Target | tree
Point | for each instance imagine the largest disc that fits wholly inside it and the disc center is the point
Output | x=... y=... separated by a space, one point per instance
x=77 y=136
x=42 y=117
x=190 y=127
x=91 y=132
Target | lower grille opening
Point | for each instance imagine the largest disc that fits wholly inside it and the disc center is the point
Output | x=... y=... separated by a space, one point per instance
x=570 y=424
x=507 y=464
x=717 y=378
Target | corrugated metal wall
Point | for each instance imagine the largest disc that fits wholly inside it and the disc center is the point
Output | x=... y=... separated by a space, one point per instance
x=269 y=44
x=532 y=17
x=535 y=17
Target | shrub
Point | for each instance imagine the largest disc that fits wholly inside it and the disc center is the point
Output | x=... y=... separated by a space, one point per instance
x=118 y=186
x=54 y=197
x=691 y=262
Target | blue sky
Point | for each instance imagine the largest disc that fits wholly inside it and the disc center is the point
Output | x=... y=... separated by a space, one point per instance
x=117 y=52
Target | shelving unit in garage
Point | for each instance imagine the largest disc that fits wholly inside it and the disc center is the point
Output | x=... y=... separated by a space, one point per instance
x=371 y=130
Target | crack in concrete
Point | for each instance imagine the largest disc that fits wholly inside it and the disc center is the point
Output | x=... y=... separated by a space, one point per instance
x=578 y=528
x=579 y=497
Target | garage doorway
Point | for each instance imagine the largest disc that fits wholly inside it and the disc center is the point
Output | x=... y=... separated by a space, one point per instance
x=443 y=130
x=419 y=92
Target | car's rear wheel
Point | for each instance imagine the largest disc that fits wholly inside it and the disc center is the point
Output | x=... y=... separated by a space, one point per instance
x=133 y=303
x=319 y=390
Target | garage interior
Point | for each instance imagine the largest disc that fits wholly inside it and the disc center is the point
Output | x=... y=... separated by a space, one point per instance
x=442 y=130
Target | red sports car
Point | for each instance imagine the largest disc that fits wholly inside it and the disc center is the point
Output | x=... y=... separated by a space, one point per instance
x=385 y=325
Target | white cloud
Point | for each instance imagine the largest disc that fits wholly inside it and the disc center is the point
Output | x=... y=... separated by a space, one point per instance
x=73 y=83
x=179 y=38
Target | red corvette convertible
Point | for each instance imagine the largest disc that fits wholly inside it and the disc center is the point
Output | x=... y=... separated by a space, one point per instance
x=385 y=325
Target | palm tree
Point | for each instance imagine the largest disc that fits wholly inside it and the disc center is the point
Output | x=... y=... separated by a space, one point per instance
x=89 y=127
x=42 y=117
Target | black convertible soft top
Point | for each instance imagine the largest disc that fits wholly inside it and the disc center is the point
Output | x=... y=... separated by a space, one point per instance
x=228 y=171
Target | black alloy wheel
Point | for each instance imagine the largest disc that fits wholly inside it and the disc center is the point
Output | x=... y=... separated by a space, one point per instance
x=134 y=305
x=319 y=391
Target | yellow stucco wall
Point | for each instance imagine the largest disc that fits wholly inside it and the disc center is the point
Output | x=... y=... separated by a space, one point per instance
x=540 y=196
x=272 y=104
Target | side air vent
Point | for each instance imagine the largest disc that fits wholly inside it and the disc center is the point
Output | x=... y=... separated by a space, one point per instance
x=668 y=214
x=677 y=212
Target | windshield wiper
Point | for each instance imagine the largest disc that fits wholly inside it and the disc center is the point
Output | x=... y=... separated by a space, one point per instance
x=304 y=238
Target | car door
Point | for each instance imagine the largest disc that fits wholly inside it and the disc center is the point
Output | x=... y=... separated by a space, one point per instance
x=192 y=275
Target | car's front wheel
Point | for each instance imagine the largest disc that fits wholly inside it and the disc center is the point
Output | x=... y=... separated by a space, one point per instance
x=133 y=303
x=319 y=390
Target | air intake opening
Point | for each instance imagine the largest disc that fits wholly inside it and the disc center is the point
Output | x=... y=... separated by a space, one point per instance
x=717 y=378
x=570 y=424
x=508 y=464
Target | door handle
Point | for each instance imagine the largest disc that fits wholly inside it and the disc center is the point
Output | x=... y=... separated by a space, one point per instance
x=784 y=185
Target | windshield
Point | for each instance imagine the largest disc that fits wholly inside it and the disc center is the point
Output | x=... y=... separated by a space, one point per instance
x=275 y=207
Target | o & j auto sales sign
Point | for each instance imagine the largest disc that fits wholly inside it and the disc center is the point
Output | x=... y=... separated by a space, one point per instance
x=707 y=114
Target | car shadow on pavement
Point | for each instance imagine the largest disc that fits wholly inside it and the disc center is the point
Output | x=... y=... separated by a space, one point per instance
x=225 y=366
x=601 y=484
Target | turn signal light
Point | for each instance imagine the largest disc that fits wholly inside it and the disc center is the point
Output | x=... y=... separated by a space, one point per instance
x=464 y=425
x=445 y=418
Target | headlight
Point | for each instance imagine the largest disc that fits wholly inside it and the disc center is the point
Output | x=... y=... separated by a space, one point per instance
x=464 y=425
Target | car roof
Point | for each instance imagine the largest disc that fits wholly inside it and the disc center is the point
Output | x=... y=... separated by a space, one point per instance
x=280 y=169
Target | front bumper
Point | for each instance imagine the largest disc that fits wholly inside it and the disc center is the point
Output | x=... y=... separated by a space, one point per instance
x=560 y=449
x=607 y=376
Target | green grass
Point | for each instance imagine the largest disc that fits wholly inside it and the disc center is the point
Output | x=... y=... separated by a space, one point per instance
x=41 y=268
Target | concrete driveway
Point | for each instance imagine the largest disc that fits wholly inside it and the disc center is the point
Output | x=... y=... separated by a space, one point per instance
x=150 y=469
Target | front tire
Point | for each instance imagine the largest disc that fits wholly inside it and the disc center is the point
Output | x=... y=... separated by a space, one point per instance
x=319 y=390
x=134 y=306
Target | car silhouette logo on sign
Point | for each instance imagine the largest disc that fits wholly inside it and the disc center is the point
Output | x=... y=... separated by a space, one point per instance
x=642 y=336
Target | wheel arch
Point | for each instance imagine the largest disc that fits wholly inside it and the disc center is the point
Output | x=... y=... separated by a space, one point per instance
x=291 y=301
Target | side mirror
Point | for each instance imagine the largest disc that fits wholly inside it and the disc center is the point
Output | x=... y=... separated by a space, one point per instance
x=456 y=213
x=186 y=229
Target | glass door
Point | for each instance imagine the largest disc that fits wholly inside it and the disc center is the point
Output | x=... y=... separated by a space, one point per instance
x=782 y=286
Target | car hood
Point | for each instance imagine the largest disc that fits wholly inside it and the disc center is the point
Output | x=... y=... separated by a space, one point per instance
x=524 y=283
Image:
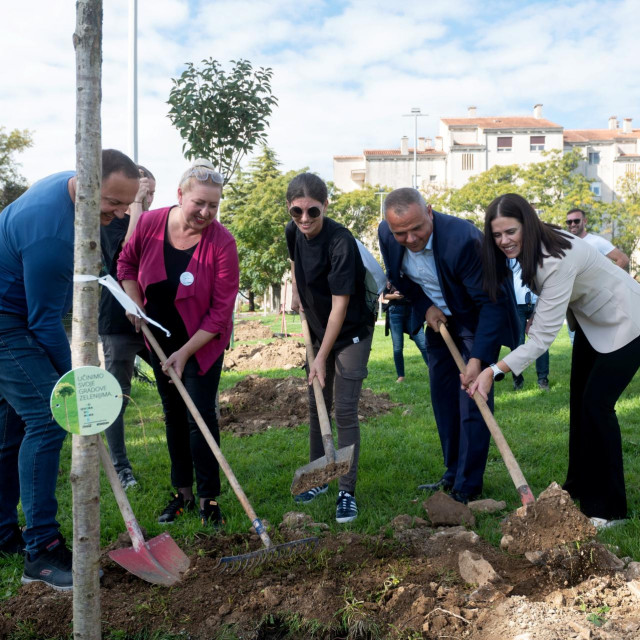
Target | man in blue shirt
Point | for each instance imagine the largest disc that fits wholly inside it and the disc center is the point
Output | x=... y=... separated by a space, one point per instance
x=36 y=286
x=434 y=260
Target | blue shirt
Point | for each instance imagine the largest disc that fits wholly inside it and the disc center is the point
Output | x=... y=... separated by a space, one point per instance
x=519 y=287
x=421 y=268
x=36 y=263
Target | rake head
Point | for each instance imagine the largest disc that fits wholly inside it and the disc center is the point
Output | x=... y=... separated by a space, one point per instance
x=235 y=564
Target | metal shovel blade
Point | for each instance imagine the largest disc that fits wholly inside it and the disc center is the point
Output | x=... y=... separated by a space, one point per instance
x=159 y=560
x=322 y=470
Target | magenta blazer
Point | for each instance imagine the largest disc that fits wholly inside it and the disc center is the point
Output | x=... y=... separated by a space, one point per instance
x=205 y=304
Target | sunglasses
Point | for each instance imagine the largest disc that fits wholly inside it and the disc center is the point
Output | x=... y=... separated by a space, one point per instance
x=312 y=212
x=202 y=174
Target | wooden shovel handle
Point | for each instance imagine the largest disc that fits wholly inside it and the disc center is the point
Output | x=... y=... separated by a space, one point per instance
x=128 y=516
x=197 y=416
x=323 y=416
x=505 y=451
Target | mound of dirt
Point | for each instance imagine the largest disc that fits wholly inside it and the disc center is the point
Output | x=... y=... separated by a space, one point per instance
x=256 y=404
x=251 y=330
x=550 y=521
x=406 y=583
x=280 y=354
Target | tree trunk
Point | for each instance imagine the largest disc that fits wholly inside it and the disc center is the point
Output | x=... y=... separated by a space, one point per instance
x=85 y=463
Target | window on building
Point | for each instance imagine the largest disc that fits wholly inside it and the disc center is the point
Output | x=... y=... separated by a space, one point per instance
x=505 y=143
x=536 y=143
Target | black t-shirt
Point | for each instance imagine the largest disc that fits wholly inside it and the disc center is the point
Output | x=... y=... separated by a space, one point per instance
x=161 y=298
x=112 y=318
x=330 y=264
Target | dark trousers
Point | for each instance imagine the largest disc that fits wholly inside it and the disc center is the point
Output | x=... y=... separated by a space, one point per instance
x=188 y=450
x=120 y=351
x=399 y=315
x=595 y=475
x=463 y=433
x=346 y=369
x=525 y=311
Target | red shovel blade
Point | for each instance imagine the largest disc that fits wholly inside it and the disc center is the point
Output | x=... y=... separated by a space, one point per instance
x=159 y=560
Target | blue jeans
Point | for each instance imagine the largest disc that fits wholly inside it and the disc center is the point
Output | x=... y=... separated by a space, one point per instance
x=30 y=440
x=542 y=363
x=399 y=325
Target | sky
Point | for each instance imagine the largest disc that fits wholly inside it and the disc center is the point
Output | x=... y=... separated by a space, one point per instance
x=344 y=73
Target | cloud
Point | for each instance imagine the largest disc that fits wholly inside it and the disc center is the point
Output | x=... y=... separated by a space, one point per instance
x=344 y=72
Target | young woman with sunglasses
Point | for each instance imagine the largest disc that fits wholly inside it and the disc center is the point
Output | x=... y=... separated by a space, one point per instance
x=181 y=266
x=328 y=283
x=602 y=303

----------------------------------------

#### Work to complete:
Update the records between the line holding "Target | car shadow on pavement" and the line holding "x=134 y=306", inclusive, changing "front tire" to "front wheel" and leaving everything else untouched. Return only those lines.

#### Task answer:
Target | car shadow on pavement
Point | for each instance imagine the largest disc that fits wholly inside it and the disc center is the point
Output | x=... y=... separated by a space, one point per instance
x=225 y=366
x=601 y=484
Target | turn signal light
Point | for each instance imagine the largest disc that fits wholly inside it and the disc center is the point
Output | x=... y=... separated by a space, one point per instance
x=464 y=425
x=445 y=418
Target | headlight
Point | for each instance imagine the largest disc that fits wholly inside it and the disc center is the point
Output | x=... y=... separated by a space, one point per instance
x=464 y=425
Target | car roof
Point | for each instance imagine the largest disc that fits wholly inside it and the disc center is the point
Output | x=... y=... separated by a space, one point per instance
x=280 y=169
Target | front bumper
Point | for each instance imagine the largest disc that fits wholly inside it and the disc center is the point
Output | x=... y=... separated by a space, one point per instance
x=560 y=449
x=607 y=376
Target | green grass
Point | for each instance imagine the largest disc that fits wholly inside it and the disc center is the point
Output | x=... y=... separated by a space, one point per instance
x=41 y=268
Target | concrete driveway
Point | for each instance imagine the largest disc that fits wholly inside it and the disc center is the point
Output | x=... y=... separated by a space, one point per instance
x=150 y=469
Target | front wheel
Point | for each instance imagine the largest disc that fits wholly inside it and the disc center is the point
Output | x=... y=... separated by a space, one point per instance
x=319 y=390
x=134 y=306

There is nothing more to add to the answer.